▶ _Extract to read_

>>>

After high school, Cody attended the Institute of American Indian Arts in Santa Fe, earning degrees in studio art and museum studies. She then held a series of curatorial and conservation internships at places such as the Museum of International Folk Art in Santa Fe and the National Museum of the American Indian in DC. That experience made her see the importance of preserving “not just tribal history but also personal history,” since until recently, general art museums largely relegated Native American objects to ethnographical collections, categorized by tribe. “There’s never a face to these works of fine art,” Cody points out. It strengthened her desire to be recognized as an individual, to have her work seen in a broad context of contemporary as well as Native American art.
She gets support and validation for her artistic endeavors from her family – especially her mother, Lola S. Cody, and grandmother, Martha Gorman Schultz, both noted weavers in their own right – and other weavers in their circle. Lola has guided her daughter in balancing cultural authenticity with personal vision: “To her credit, she was very aware of the two, and the need for both to be highlighted in the work that I was going to create.”
Cody has achieved that essential balance (and garnered art world attention) with bold works including her recent Whirling Log series, featuring the Navajo symbol of good fortune. A sacred symbol in several cultures, in fact, the motif, also called a swastika, became an image of horror in the Western world after its appropriation by the Nazis. She reclaims its beauty and meaning in joyous fashion, in pieces such as Good Luck, a textile (and later a linoleum print) that depicts the Rainbow Person wrapped around the Whirling Log in a gesture of protection: “I just wanted an in-your-face positivity flowing from it.”
At other times, that balance flows from a deeply personal place, in works that, even when somber, radiate Cody’s characteristic energy and uplift. The Dopamine Regression (2010) is a large, complex weaving about her father’s Parkinson’s disease. He’s doing well now, she says, but at the time she felt the need to make “a storytelling piece about my emotional process of working through and dealing with his diagnosis.” Black crosses sink down the length of the weaving, suggesting the weight of her sadness. Yet at the top is another cross, big and red, a nod to the medical community, perhaps, and certainly to Spider Woman. Strong and seemingly indomitable, it’s a beacon of endurance and hope – as Cody says, “rising and still there, living, progressing.”
Joyce Lovelace is contributing editor for American Craft.

<<<

▶ _Problem 1_
Condense the paragraph beginning "She gets support and validation" in the passage about Cody, keeping its main facts.
▶ _Problem 2_
Set down the stretch of the passage about Cody from "At other times, that" through "for American Craft.", word for word.

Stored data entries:
>>>

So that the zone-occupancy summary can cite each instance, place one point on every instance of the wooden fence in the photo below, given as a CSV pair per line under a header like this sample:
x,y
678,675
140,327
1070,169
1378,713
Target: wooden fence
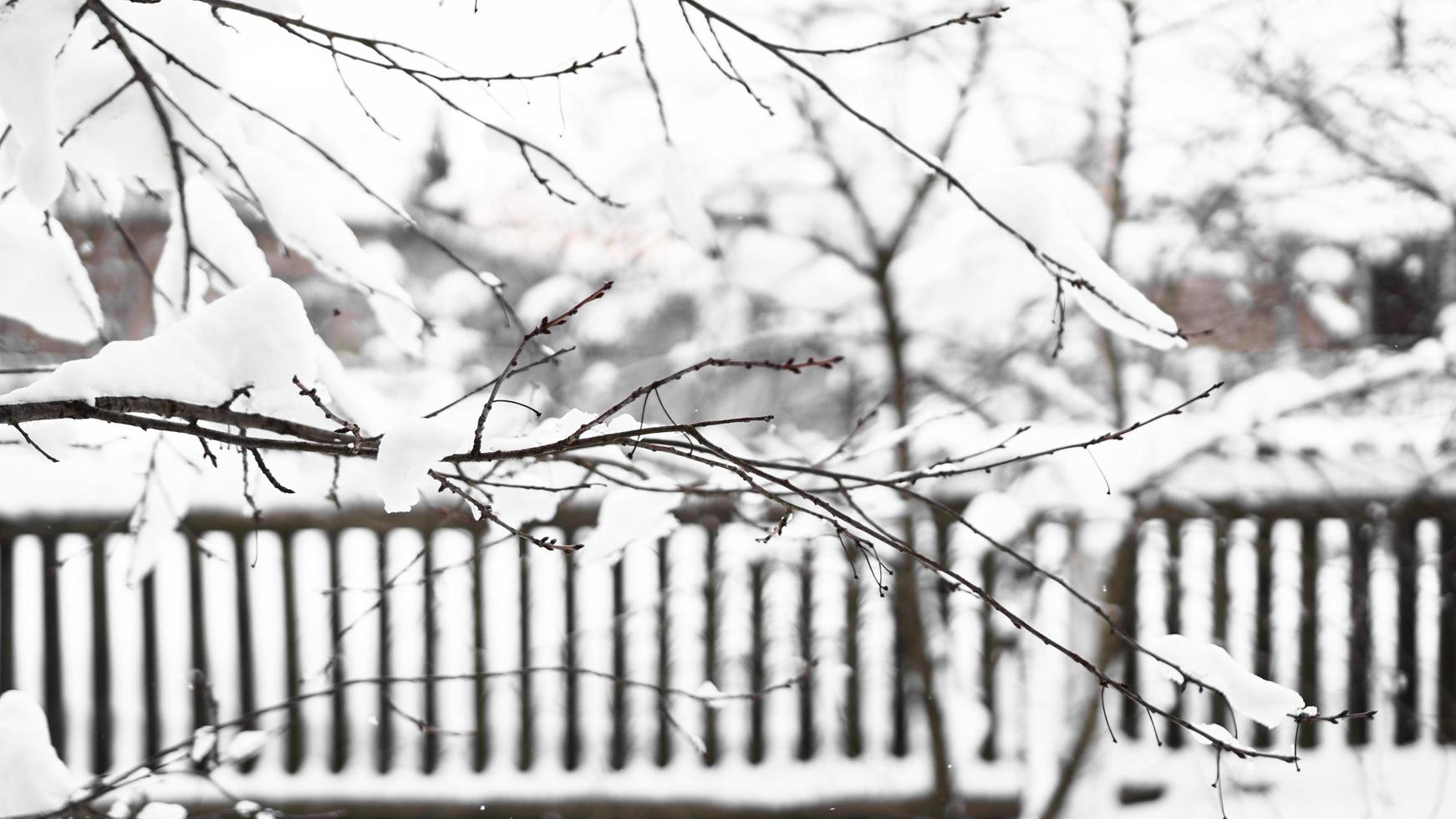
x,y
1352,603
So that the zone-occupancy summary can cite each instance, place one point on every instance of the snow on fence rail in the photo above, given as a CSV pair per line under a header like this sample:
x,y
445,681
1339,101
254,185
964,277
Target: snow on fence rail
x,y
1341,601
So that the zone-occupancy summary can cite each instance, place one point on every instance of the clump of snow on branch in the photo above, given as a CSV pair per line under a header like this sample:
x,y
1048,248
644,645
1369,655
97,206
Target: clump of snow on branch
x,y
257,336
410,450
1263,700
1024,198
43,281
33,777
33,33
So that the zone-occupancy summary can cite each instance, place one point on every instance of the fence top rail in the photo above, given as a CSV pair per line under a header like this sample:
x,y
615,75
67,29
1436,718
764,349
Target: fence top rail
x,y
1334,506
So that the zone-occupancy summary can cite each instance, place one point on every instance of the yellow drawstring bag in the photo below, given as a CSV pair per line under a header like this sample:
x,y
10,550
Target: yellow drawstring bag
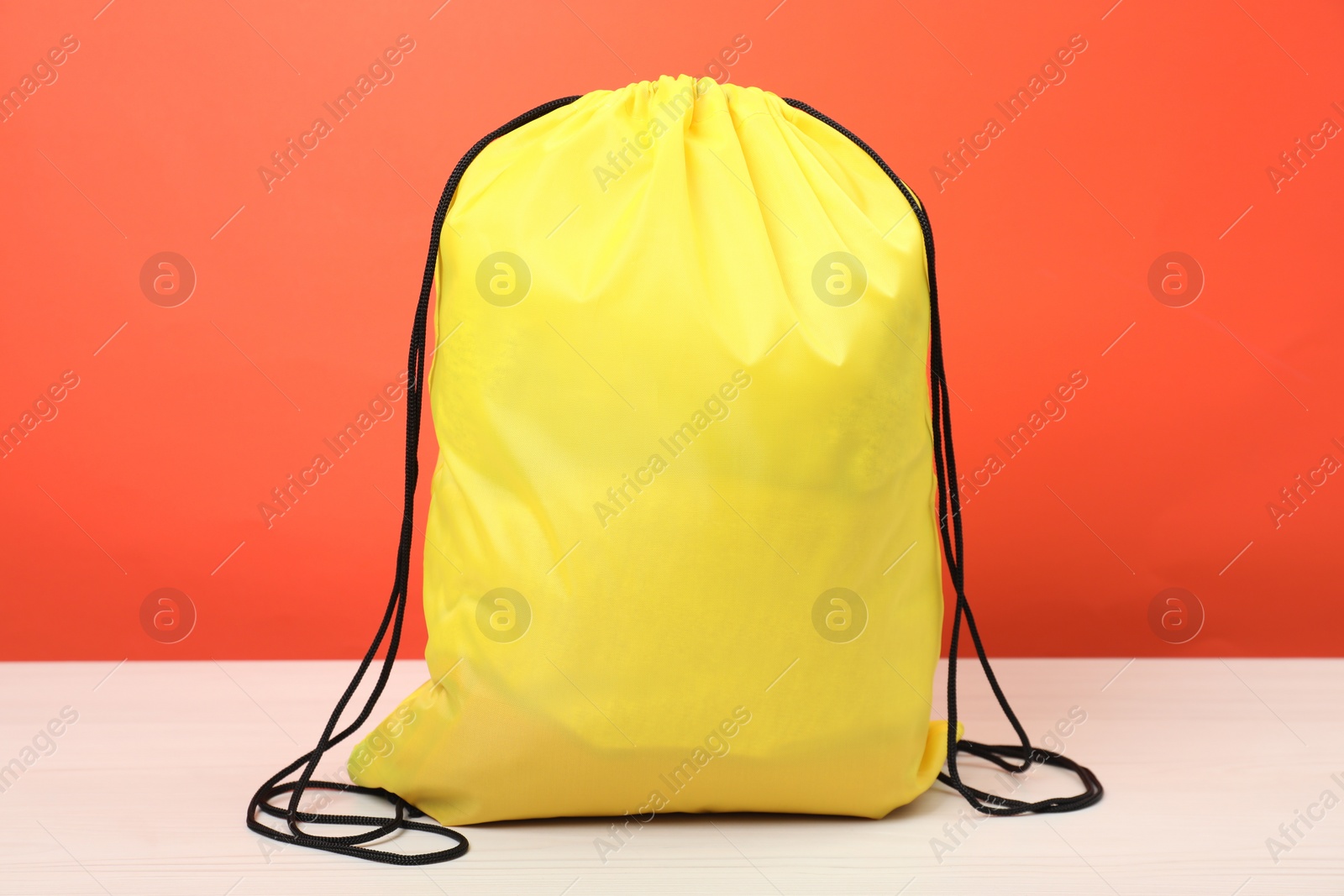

<<<

▶ _Task result 1_
Cody draws support and validation for her art from her family and from other weavers in their circle. Her mother, Lola S. Cody, and grandmother, Martha Gorman Schultz, are both noted weavers. Lola has guided her in balancing cultural authenticity with personal vision, aware that both needed to be highlighted in her work.

▶ _Task result 2_
At other times, that balance flows from a deeply personal place, in works that, even when somber, radiate Cody’s characteristic energy and uplift. The Dopamine Regression (2010) is a large, complex weaving about her father’s Parkinson’s disease. He’s doing well now, she says, but at the time she felt the need to make “a storytelling piece about my emotional process of working through and dealing with his diagnosis.” Black crosses sink down the length of the weaving, suggesting the weight of her sadness. Yet at the top is another cross, big and red, a nod to the medical community, perhaps, and certainly to Spider Woman. Strong and seemingly indomitable, it’s a beacon of endurance and hope – as Cody says, “rising and still there, living, progressing.”
Joyce Lovelace is contributing editor for American Craft.